------ Listed entries

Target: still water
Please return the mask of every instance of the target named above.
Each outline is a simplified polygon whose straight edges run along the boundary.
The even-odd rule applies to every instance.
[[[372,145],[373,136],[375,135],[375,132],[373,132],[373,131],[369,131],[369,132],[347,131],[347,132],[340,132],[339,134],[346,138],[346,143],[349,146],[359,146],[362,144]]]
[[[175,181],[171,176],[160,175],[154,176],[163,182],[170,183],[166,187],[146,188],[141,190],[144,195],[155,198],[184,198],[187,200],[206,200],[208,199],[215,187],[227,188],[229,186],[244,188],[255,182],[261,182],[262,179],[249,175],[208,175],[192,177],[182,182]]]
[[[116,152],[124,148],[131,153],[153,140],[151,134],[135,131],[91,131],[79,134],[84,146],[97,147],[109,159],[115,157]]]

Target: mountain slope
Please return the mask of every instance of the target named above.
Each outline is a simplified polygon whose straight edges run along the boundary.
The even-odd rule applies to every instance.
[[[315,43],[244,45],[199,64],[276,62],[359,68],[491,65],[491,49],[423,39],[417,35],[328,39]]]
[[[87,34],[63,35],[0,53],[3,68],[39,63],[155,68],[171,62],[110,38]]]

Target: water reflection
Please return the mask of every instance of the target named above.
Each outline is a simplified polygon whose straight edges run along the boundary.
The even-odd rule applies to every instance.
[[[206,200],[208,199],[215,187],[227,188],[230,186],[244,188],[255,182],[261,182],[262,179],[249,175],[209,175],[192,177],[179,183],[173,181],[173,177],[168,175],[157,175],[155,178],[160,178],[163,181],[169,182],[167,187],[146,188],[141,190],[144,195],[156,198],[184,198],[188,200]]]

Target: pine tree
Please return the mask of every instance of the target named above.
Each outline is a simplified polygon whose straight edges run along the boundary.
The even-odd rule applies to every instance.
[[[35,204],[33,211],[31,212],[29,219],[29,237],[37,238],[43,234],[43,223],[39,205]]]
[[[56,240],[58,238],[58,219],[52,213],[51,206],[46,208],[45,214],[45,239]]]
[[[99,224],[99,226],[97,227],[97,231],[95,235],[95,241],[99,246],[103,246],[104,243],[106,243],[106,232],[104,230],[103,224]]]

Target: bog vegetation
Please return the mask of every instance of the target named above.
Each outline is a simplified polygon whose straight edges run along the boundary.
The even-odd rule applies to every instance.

------------

* [Given task] Write out every line of the material above as a numbered list, skipping the blank lines.

* [Response]
1. Target: still water
2. Please return the mask of every instance of the target named above.
3. Each outline is a simplified polygon whose straight edges run along the boundary.
4. The even-odd rule applies to every instance.
5. [[[372,145],[373,136],[375,135],[375,132],[373,132],[373,131],[369,131],[369,132],[347,131],[347,132],[340,132],[339,134],[346,138],[346,143],[349,146],[359,146],[362,144]]]
6. [[[175,181],[171,176],[160,175],[154,176],[163,182],[170,183],[166,187],[146,188],[141,190],[144,195],[155,198],[184,198],[187,200],[206,200],[208,199],[215,187],[227,188],[229,186],[244,188],[255,182],[261,182],[262,179],[249,175],[208,175],[192,177],[182,182]]]
7. [[[116,152],[124,148],[131,153],[153,140],[151,134],[135,131],[91,131],[79,134],[84,146],[97,147],[109,159],[115,157]]]
8. Target: mountain slope
9. Please return the mask of every instance of the target named above.
10. Each outline is a simplified polygon whose straight edges run along the boundary.
11. The even-odd rule applies to every instance.
12. [[[315,43],[244,45],[199,64],[276,62],[359,68],[491,65],[491,49],[423,39],[417,35],[328,39]]]
13. [[[87,34],[63,35],[0,53],[3,68],[39,63],[155,68],[171,62],[110,38]]]
14. Target: water reflection
15. Please return the mask of every instance of the target named above.
16. Each outline is a simplified polygon whose straight edges run along the boundary.
17. The even-odd rule applies to every instance.
18. [[[206,200],[208,199],[215,187],[227,188],[230,186],[244,188],[255,182],[261,182],[262,179],[249,175],[209,175],[192,177],[179,183],[173,181],[173,177],[168,175],[157,175],[155,178],[160,178],[163,181],[169,182],[167,187],[146,188],[141,190],[144,195],[156,198],[184,198],[188,200]]]
19. Target: pine tree
20. Please return the mask of every instance of the target named above.
21. Each outline is a simplified polygon whose straight edges run along the boundary.
22. The even-odd rule applies to every instance.
23. [[[35,204],[33,211],[31,212],[29,219],[29,237],[37,238],[43,234],[43,223],[39,205]]]
24. [[[56,240],[58,238],[58,219],[52,213],[51,206],[46,208],[45,214],[45,239]]]
25. [[[99,224],[99,226],[97,227],[97,231],[95,235],[95,241],[99,246],[103,246],[104,243],[106,243],[106,232],[104,230],[103,224]]]
26. Target: bog vegetation
27. Please return the mask of every instance of the target named above.
28. Each outline is a simplified polygon whose straight edges run along the boundary.
29. The even-odd rule applies to every instance.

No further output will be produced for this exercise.